Location annotation dataset excerpts
>> BEGIN
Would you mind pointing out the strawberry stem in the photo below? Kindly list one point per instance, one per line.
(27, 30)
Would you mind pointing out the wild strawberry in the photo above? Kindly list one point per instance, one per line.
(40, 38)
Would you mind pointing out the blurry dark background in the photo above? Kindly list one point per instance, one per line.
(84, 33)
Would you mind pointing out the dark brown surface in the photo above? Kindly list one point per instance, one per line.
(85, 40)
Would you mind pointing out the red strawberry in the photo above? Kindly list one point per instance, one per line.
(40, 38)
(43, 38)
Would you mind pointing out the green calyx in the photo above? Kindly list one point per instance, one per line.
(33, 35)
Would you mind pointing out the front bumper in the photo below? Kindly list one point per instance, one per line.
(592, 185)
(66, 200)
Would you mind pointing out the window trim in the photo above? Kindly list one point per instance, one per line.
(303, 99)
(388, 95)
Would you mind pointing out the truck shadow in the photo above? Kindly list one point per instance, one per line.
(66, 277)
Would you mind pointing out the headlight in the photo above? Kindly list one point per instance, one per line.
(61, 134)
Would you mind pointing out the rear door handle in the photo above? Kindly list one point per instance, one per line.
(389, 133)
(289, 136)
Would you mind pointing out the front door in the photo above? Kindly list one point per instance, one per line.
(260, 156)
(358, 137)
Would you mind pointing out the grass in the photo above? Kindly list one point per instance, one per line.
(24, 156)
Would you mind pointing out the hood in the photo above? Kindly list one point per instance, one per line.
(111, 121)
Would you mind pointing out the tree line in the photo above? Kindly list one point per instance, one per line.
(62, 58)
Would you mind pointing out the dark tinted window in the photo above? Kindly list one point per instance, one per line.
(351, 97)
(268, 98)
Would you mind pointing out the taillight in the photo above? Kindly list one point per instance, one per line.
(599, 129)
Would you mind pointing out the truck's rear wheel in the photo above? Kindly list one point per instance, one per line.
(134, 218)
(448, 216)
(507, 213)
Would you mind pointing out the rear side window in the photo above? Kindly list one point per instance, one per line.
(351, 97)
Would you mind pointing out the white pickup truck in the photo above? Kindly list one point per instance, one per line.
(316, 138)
>> END
Starting with the row containing "Would you mind pointing out the rear side" and going on through the end of the rows, write out every line again, including the requests. Multiply each coordinate in the answers by 0.4 and round it to a whole number, with halves rounded up.

* [Expected output]:
Would you mind pointing out the rear side window in the photo above? Kindly list one point per instance, one per line.
(140, 39)
Would you mind pointing out the white pickup truck in the photo above? Kindly list one point per instance, one per line.
(126, 55)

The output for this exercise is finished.